- _Problem statement_
Below is a block of data; give all of it again word for word.

- _Records shown_

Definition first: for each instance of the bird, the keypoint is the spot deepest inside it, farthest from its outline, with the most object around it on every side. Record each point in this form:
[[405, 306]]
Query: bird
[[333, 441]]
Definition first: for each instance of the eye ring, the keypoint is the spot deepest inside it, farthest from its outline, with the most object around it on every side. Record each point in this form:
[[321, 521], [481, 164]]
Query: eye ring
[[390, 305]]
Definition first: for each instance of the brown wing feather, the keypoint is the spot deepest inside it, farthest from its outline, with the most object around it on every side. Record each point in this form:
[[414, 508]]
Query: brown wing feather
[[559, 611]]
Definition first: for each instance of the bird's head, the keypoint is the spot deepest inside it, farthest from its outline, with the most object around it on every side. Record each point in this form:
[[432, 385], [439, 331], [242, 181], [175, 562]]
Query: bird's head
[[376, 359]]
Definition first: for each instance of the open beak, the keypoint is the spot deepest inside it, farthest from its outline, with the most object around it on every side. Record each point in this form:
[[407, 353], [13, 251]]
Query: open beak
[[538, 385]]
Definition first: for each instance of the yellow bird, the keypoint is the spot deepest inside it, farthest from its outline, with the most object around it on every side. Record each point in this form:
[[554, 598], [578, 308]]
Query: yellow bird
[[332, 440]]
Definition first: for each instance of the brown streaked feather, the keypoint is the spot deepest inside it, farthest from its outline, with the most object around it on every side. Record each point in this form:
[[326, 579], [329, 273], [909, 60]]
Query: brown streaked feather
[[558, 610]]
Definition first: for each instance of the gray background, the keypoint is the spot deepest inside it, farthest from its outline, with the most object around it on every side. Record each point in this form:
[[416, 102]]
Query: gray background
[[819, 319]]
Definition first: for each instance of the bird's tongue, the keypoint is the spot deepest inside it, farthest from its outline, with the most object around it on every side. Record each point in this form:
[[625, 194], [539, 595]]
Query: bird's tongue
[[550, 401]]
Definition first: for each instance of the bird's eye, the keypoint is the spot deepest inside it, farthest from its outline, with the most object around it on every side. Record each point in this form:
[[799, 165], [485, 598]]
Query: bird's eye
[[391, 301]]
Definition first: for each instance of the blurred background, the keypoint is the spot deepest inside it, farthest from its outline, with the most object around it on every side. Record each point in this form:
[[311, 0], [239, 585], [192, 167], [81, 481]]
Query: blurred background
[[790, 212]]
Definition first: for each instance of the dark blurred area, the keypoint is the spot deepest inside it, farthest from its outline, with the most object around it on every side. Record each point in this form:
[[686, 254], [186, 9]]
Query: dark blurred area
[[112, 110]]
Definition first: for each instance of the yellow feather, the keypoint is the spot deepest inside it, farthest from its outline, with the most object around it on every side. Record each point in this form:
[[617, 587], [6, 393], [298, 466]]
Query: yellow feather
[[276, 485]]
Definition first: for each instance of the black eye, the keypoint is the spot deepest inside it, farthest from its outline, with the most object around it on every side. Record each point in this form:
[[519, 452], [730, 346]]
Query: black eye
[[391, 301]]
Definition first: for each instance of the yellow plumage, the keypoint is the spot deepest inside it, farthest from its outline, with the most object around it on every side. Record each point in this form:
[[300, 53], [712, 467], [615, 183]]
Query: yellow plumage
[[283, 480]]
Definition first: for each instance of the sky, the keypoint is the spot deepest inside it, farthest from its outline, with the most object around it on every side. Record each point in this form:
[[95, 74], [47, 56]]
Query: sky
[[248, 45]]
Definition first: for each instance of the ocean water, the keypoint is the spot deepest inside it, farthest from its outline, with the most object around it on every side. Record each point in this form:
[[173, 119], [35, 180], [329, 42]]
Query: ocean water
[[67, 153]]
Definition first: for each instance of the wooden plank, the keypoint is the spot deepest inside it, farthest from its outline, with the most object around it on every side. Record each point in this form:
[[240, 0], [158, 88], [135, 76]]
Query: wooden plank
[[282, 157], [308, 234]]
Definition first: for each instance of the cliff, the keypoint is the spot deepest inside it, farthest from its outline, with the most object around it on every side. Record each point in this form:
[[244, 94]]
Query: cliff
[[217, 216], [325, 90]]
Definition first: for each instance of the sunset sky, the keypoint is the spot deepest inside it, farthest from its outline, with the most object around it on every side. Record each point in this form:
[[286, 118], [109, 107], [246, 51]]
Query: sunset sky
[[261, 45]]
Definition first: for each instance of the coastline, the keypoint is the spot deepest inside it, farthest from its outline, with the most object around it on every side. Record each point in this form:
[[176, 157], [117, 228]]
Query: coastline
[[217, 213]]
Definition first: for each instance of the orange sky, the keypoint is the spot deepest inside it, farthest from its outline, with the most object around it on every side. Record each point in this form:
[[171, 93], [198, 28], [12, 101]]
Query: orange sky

- _Reply_
Definition first: for each instance of the bird, the keypoint is the spot deepest inside it, farthest from its outline, with the most object around it on every side. Record each point in this form:
[[405, 306]]
Query: bird
[[333, 441]]
Definition first: for each instance of the eye ring, the keypoint is the spot deepest inside it, farthest from its outline, with the most object around it on every side. Record each point in this form:
[[321, 521], [481, 164]]
Query: eye ring
[[390, 305]]
Definition first: for each instance of the brown wing feather, the keypoint is the spot deepest inside it, farthest from its outline, with the most object around it on every side. Record each point in this form:
[[414, 508]]
Query: brown wing feather
[[559, 611]]
Definition first: for each instance of the bird's head, the keypoint is the spot deepest inside it, farthest from its outline, with the most object around it on every side. Record each point in this form:
[[432, 385], [439, 331], [242, 181], [175, 562]]
Query: bird's head
[[376, 359]]
Definition first: for each instance of the open beak, the keypoint is the spot deepest inside it, farthest from its outline, with the most object around it on every side. Record each point in this form:
[[407, 353], [13, 251]]
Query: open beak
[[538, 385]]
Definition first: for each instance of the yellow bird, the keypoint is the spot deepest inside it, farthest from its outline, with the most object around it on every side. Record each point in this form:
[[554, 598], [578, 308]]
Query: yellow bird
[[332, 440]]
Definition first: for each instance of the brown streaked feather, the keypoint is the spot deepest inside it, farthest from its outline, with the most object around it on every side. Record each point in this form:
[[326, 579], [329, 273], [909, 60]]
Query: brown streaked feather
[[558, 610]]
Definition first: for each instance of the gray background, the keypoint is the spot deepest inside it, farthest from its outline, with the most object around it on every side. Record each point in this form:
[[416, 102]]
Query: gray background
[[819, 319]]
Definition first: for each instance of the bird's tongue, the keypoint is the spot deepest inside it, farthest from its outline, with the most object around it on every side. Record each point in this form:
[[625, 194], [539, 595]]
Query: bird's tongue
[[550, 401]]
Definition first: for each instance of the bird's eye, the keypoint is the spot deepest inside it, farthest from its outline, with the most object around it on every side. Record each point in this form:
[[799, 165], [485, 598]]
Query: bird's eye
[[391, 301]]
Definition first: for each instance of the blurred background, the keypoint is the spot deepest inside it, farthest from its outline, with the most object around it on every side. Record each point in this form:
[[311, 0], [239, 585], [192, 167], [81, 481]]
Query: blurred background
[[790, 212]]
Definition first: for each instance of the dark blurred area, the keypoint is the spot deepest inside it, farthest from its outline, with the most object around it on every side. Record each point in this form:
[[686, 254], [186, 9]]
Query: dark blurred area
[[112, 110]]
Definition first: for each instance of the yellow feather, the keypoint is the spot deepest inside it, farthest from its outline, with the most object around it on every side. Record each point in this form:
[[617, 587], [6, 393], [298, 466]]
Query: yellow feather
[[276, 485]]
Definition first: for each instance of the black eye, the keypoint is the spot deepest inside it, farthest from its outline, with the most object around it on every side. Record each point in this form:
[[519, 452], [730, 346]]
Query: black eye
[[391, 301]]
Definition first: for each instance of the yellow plumage, the keypoint is the spot deepest inside it, farthest from its outline, with the most object around it on every side. Record each point in this form:
[[300, 53], [712, 467], [615, 183]]
Query: yellow plumage
[[283, 480]]
Definition first: for each instance of the sky, the keypoint is the spot deepest inside it, farthest from its outline, with the most object around it on every side. Record each point in this form:
[[95, 74], [47, 56]]
Query: sky
[[248, 45]]
Definition first: for each instance of the ocean water, the keypoint is the spot deepest inside it, farthest from its outline, with the most object around it on every side. Record each point in this form:
[[173, 119], [35, 180], [329, 42]]
Query: ocean water
[[67, 153]]
Definition first: for each instance of the wooden plank, the keypoint is the spot deepest inside it, farthest from its outline, with the most object around it on every side. Record each point in this form:
[[240, 0], [158, 88], [135, 76]]
Query: wooden plank
[[282, 157], [308, 234]]
Definition first: for each instance of the cliff, the keypoint is the spot deepest inside it, farthest from its outline, with the most object around it on every side. Record each point in this form:
[[244, 94]]
Query: cliff
[[217, 216], [325, 90]]
Definition first: for each instance of the sunset sky, the keypoint is the spot deepest inside it, farthest from its outline, with the most object around it on every side. Record each point in this form:
[[286, 118], [109, 107], [246, 51]]
Query: sunset sky
[[261, 45]]
Definition first: for each instance of the coastline, the keypoint is the spot deepest inside it, farthest from its outline, with the most object around it on every side. Record each point in this form:
[[176, 157], [117, 228]]
Query: coastline
[[217, 213]]
Definition first: for each instance of the orange sky, the keypoint is the spot deepest inside it, farthest from its outline, with the most object around it on every side. Record each point in this form:
[[171, 93], [198, 28], [12, 101]]
Query: orange sky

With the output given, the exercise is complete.